Study text START
11 Years Gone Still SIT Can't Arrest Absconded Al Umma Activists
Eleven years after serial explosions ripped through Coimbatore city, the Special Investigation Team (SIT) is still clueless about four absconding Al Umma activists, who allegedly procured explosives. Over 50 persons were killed on February 14, 1998 when Al Umma activists triggered bombs in several crowded places across Coimbatore on the eve of the Lok Sabha elections. After the rapid-fire explosions that numbed this textile city, the SIT arrested 166 Muslim fundamentalists including Al Umma leader S A Basha. But five Al Umma activists, who allegedly masterminded the blasts, procured and manufactured explosives and planted bombs, escaped.
And 11 years on, while one of them, S K Mohideen, who was charged with conspiracy and planting of bombs, was caught last year in Melapalaym in Tirunelveli district, four other accused elude the SIT sleuths. “We have set up special squads to hunt them down. But we have not obtained any specific clues yet,” said the SIT SP, P Sukumar. One of them, NP Nuhu, is said to have fled the country with fake passport and the Tamil Nadu police have issued a “red corner alert” for him. Twenty-nine-year-old Nuhu was accused of giving shelter to the key accused, Oom Babu, who was convicted on charges of planting bombs and is currently lodged in jail here.
The SIT teams in Kerala, Hyderabad and Tirunelveli are continuing their hunt for the other three accused: Mujibir Rehman, the alleged mastermind, Sathik alias Tailor Raja, the alleged bomb maker and Kunji Mohammed, who was charged with procuring explosives from Kerala. Intelligence officials say the absconding persons may have approached other fundamentalist outfits for a safe shelter. They also do not rule out their links to one Hyder Ali, who is wanted in connection with several bomb explosion cases, including two in Coimbatore. With the SIT getting nowhere near the four accused, the special court in Coimbatore delivered its judgement in the bomb blasts case last year.
The court acquitted eight persons, including a Kerala-based political leader, Abdul Nassar Mahdani, and ordered the release of 102 accused, who had served their jail term. As many as 57 convicted Al Umma activists are now lodged in the high- security prison here. Meanwhile, police say they are keeping a close watch on the released Al Umma prisoners. At least five of them are back in the police net in connection with explosive making, drug peddling, rice smuggling and assault. While Sait Fakruddin was arrested last August for smuggling three bags of rice, Kichhan Buhari was held under the Explosives Act in Tirunelveli last year. Last month, police arrested SIMI activist Shah Jahan and launched a hunt for a released Al Umma prisoner, Abbas, for allegedly transporting drugs.
Study text END
> _Work instructions_
**1)** Answer these questions from the article on the Coimbatore blasts.
(a) How many persons did the SIT arrest after the explosions?
(b) In which district was S K Mohideen caught last year?
(c) How many persons did the special court acquit?
**2)** Reproduce the passage of the article on the Coimbatore blasts that opens with the words containing "And 11 years" and closes with "in jail here.".
**3)** According to the article on the Coimbatore blasts, why did the special court order the release of 102 accused? Answer in one to three sentences.
Material shown START
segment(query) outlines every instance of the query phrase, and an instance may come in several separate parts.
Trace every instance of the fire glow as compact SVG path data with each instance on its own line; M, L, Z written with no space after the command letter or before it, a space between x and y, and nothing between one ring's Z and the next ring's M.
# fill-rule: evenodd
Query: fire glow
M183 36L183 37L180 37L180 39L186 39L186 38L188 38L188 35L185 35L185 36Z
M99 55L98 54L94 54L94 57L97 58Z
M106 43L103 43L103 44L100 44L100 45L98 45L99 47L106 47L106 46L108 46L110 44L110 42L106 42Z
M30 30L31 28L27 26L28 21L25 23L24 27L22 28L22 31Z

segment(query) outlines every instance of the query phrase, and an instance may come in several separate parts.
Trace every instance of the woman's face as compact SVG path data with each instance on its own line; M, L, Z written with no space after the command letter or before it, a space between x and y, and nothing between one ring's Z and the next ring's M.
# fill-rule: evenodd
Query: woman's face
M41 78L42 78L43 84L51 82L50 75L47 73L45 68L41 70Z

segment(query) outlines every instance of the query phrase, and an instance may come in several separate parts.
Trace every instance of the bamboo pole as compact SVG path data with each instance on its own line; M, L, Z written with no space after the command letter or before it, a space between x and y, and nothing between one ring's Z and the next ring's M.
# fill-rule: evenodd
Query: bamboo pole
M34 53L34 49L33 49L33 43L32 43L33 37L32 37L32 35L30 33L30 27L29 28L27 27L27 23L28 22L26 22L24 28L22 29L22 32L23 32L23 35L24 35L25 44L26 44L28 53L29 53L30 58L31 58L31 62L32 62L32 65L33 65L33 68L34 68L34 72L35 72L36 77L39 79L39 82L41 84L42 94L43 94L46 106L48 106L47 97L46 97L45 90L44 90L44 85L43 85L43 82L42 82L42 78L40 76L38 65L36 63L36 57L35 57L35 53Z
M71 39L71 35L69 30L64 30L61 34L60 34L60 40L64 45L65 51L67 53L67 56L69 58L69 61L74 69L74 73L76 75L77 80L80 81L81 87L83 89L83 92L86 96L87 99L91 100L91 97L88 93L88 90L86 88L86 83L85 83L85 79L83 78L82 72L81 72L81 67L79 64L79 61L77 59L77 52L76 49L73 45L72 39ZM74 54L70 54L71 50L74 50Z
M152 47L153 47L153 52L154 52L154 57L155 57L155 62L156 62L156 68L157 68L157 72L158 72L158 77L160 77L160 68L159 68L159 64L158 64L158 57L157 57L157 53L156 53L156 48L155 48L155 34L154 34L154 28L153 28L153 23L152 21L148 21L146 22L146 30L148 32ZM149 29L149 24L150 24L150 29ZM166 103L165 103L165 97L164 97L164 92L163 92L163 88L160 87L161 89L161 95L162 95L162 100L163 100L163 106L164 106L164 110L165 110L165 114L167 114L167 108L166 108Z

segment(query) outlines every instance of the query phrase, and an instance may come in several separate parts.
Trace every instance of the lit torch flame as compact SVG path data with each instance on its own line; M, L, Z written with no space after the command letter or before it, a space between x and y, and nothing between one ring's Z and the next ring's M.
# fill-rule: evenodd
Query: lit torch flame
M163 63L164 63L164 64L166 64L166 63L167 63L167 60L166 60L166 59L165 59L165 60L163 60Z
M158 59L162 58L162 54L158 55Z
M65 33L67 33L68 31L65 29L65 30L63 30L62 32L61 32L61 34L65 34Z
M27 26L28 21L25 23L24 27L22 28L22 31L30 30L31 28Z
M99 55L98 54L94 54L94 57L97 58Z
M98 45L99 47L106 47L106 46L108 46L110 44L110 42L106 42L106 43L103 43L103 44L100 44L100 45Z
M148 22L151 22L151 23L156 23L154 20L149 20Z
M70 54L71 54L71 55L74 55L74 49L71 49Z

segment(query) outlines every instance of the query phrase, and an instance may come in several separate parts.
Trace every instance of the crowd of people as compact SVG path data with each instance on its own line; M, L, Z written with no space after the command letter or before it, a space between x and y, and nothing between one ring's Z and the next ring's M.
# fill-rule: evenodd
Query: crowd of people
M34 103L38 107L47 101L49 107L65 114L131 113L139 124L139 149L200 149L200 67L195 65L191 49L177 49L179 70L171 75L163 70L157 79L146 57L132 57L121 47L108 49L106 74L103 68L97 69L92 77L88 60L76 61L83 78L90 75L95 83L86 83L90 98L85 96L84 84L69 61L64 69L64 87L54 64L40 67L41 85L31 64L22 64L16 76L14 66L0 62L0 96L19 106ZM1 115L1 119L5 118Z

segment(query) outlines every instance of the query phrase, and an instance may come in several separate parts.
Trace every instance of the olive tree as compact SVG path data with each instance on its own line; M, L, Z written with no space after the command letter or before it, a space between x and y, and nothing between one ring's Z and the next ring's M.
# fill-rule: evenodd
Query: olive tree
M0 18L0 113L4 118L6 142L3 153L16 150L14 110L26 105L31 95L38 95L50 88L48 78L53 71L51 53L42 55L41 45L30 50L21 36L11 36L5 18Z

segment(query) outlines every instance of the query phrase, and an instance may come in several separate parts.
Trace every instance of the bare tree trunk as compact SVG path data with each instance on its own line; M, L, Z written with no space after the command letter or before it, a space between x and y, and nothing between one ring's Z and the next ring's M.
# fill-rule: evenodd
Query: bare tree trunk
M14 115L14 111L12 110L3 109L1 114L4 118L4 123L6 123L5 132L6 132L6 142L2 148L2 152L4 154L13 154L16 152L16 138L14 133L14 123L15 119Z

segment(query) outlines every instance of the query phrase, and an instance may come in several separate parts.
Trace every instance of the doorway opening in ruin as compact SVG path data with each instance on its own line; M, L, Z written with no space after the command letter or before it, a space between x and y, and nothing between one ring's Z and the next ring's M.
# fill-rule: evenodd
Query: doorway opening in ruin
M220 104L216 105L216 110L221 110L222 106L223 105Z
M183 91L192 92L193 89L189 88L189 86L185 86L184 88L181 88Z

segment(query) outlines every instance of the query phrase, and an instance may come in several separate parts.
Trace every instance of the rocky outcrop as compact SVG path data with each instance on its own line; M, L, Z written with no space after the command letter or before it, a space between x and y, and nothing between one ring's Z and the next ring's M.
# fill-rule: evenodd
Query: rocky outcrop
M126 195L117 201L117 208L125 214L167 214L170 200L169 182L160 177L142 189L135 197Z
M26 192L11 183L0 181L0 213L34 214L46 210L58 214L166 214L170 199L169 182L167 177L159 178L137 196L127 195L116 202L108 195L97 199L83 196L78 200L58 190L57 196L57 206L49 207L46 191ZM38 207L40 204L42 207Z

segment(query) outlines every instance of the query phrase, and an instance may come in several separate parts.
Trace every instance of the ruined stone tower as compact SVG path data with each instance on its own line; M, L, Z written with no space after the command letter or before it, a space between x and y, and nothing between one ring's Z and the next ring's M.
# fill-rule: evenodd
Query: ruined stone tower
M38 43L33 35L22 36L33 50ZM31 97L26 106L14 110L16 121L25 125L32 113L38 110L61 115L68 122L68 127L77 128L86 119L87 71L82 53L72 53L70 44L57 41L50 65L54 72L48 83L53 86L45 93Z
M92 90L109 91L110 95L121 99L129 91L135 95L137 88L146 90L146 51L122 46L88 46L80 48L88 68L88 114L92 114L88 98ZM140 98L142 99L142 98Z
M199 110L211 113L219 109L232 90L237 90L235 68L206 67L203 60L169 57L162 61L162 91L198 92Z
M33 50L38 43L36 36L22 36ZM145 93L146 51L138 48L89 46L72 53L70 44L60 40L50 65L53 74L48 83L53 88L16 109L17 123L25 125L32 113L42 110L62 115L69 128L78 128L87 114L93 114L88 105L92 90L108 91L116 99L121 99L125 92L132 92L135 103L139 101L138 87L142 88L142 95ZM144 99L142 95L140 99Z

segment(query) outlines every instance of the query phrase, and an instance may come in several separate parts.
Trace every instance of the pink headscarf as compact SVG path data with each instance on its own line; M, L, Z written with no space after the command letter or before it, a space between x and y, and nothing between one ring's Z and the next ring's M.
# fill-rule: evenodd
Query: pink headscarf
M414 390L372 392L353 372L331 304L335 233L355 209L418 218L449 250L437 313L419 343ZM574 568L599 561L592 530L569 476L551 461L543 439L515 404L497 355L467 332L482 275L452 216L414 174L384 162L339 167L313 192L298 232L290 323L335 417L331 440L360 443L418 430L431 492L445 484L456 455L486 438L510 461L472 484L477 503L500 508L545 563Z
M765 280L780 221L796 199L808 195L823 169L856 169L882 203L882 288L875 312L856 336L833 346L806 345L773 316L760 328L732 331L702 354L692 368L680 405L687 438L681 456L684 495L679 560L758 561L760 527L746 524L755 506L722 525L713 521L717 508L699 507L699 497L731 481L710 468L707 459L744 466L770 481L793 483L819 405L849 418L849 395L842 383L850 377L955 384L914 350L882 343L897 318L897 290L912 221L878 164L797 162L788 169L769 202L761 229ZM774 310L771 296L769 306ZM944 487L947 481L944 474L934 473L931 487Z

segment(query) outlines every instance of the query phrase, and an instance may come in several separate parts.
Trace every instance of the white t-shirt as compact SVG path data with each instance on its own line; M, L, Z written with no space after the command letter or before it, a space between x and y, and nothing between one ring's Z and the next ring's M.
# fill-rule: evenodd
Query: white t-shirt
Material shown END
> _Answers below_
**1)**
(a) 166
(b) Tirunelveli district
(c) Eight

**2)**
And 11 years on, while one of them, S K Mohideen, who was charged with conspiracy and planting of bombs, was caught last year in Melapalaym in Tirunelveli district, four other accused elude the SIT sleuths. “We have set up special squads to hunt them down. But we have not obtained any specific clues yet,” said the SIT SP, P Sukumar. One of them, NP Nuhu, is said to have fled the country with fake passport and the Tamil Nadu police have issued a “red corner alert” for him. Twenty-nine-year-old Nuhu was accused of giving shelter to the key accused, Oom Babu, who was convicted on charges of planting bombs and is currently lodged in jail here.

**3)** The special court ordered the release of the 102 accused because they had already served their jail term.